### Exercise instructions
Reproduce the entire listing below verbatim, line for line, without any alteration.
-- BEGIN Material provided --
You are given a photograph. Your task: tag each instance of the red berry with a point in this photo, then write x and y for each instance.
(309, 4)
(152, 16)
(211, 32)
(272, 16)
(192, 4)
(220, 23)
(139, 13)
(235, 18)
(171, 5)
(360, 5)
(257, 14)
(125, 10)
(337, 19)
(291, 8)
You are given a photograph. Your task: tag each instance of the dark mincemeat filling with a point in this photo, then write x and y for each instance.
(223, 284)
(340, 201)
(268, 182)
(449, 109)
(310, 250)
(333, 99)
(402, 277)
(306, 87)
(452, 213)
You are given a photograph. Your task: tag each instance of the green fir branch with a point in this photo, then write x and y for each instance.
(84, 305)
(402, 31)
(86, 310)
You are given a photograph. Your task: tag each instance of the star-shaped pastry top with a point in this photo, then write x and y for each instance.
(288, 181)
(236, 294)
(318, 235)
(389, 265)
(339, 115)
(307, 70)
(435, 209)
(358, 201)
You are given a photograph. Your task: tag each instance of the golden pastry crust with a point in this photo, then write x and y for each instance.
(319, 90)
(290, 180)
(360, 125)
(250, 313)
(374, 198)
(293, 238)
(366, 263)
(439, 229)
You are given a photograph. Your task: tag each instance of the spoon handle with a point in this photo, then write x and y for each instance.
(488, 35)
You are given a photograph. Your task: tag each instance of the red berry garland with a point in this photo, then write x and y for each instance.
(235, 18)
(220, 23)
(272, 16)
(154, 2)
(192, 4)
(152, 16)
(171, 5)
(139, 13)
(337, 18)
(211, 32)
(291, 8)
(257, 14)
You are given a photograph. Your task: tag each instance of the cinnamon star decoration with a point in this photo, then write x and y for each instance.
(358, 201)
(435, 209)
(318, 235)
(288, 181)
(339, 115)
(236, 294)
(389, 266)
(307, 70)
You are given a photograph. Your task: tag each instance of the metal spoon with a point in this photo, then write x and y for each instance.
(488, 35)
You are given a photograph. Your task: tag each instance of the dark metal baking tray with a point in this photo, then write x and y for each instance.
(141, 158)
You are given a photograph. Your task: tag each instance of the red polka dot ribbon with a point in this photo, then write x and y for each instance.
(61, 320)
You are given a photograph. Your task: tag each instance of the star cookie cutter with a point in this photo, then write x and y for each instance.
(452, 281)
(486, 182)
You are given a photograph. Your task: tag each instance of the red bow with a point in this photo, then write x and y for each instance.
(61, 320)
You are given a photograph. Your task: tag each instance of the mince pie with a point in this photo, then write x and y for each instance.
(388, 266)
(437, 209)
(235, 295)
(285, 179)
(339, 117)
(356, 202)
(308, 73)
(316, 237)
-- END Material provided --
### Solution for this exercise
You are given a photograph. Your task: tag each instance of the red berry with a point in this photo, then write x and y for each instance.
(309, 4)
(152, 16)
(211, 32)
(272, 16)
(192, 4)
(220, 23)
(139, 13)
(235, 18)
(171, 5)
(360, 5)
(257, 14)
(125, 10)
(337, 19)
(291, 8)
You are given a photograph. Your task: tag each instance of the dark mincemeat filling with a point in this photo, then write x and y for each instance.
(223, 284)
(340, 201)
(268, 182)
(449, 109)
(310, 250)
(333, 99)
(402, 277)
(306, 87)
(452, 213)
You are given a photograph. Your task: tag each instance of the green fir branch with a point in this photo, then write x and y for each instance.
(84, 305)
(402, 31)
(86, 310)
You are given a photograph. Your task: tag each instance of the star-shaped pastry top with a point in this photo, then write x and y for each instance.
(288, 181)
(236, 294)
(318, 235)
(389, 265)
(339, 115)
(307, 70)
(435, 209)
(358, 201)
You are given a photograph. Your task: tag each instance of the golden pastry crust with a point in this photo, then write x and y for each instance.
(319, 90)
(290, 180)
(360, 125)
(250, 313)
(374, 198)
(293, 238)
(366, 263)
(439, 229)
You are given a photograph. Your task: tag each instance of the spoon handle with a point in this photo, then write x and y for each instance.
(488, 35)
You are given a photograph. Your task: tag each instance of the red berry garland with a point in this photo, then write x and y for each instance.
(235, 18)
(220, 23)
(272, 16)
(154, 2)
(192, 4)
(152, 16)
(171, 5)
(139, 13)
(337, 18)
(211, 32)
(291, 8)
(257, 14)
You are given a photograph. Your task: tag each instance of the cinnamon star decoration with a point in this photo, then write x and y for each instance.
(358, 201)
(435, 209)
(318, 235)
(288, 181)
(339, 115)
(236, 294)
(389, 266)
(307, 70)
You are given a photograph. Your task: tag each instance of the metal spoon with a point in this photo, then write x and y for each instance.
(488, 35)
You are given a photograph. Your task: tag each instance of the dark metal baking tray with a point in this photo, then write x and y for each instance.
(141, 158)
You are given a photograph. Your task: tag each instance of the red polka dot ribbon with a point in this photo, then write x and y for each instance.
(61, 320)
You are given a photograph. Your task: tag each instance of the star cookie cutter with a point in this photo, then write x and y for each instance.
(452, 281)
(486, 182)
You are given a photograph. Your task: tag each instance of the red bow with a point in this photo, then write x and y for each instance.
(61, 320)
You are given a photograph. Your task: tag each instance of the mince pie with a point in this photo, then write x and y for each instance.
(388, 266)
(437, 209)
(235, 295)
(285, 179)
(339, 117)
(356, 202)
(308, 73)
(316, 237)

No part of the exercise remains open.